(Reading text)

The letter in italics below was published in the Hawaii Free Press on Feb 15, 2011. It provides further evidence of our contention that people with disabilities are not the only people whose lives are devalued. The lives of people with serious illness and people with old age are also considered not worth living by some in the medical profession. This devaluation leads to subtle or overt pressure to die.
In the case of William Peace, about whom we wrote in our last posting, the invitation was to refuse antibiotics and accept “comfort care”. In Oregon, where assisted suicide is legal, a very sick man (but one who lived five more years) received “a sales pitch for assisted suicide”. We will all be people with old age or serious illness one day. We need to stop the spread of legal assisted suicide, because it threatens all our lives.
We found the letter on the website of Mass. Against Assisted Suicide (http://www.massagainstassistedsuicide.org/p/i-was-afraid-to-leave-my-husband-alone.html).

(End Reading text)

§ **Exercise instructions**: Continue the text about the pressure on seriously ill and elderly people to die, picking up after its final sentence.

(Data provided)

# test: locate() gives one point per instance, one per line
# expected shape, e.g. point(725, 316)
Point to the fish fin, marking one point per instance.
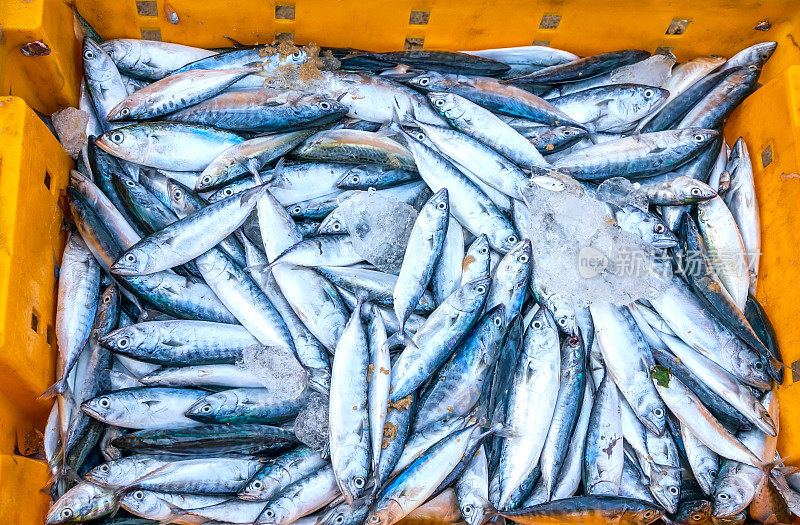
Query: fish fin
point(56, 389)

(End Data provided)

§ **The answer**:
Massachusetts is fighting the most dangerous kind of battle against legalization of assisted suicide, which will be a ballot question there in November. If anyone has friends in Massachusetts, please urge them to look at this website, the website of Second Thoughts, another Massachusetts group (http://www.second-thoughts.org/main) and ours. It is so important that people educate themselves to resist the other side’s propaganda. Education is the reason why no legislature in the US has ever passed an assisted suicide bill. Lack of it is the reason why voters have made it legal in two states.
If assisted suicide were to pass in Massachusetts, the proponents would be surely emboldened to try even harder here in Vermont and in other New England states. Let’s do everything in our power to prevent that from happening.
Here’s the letter.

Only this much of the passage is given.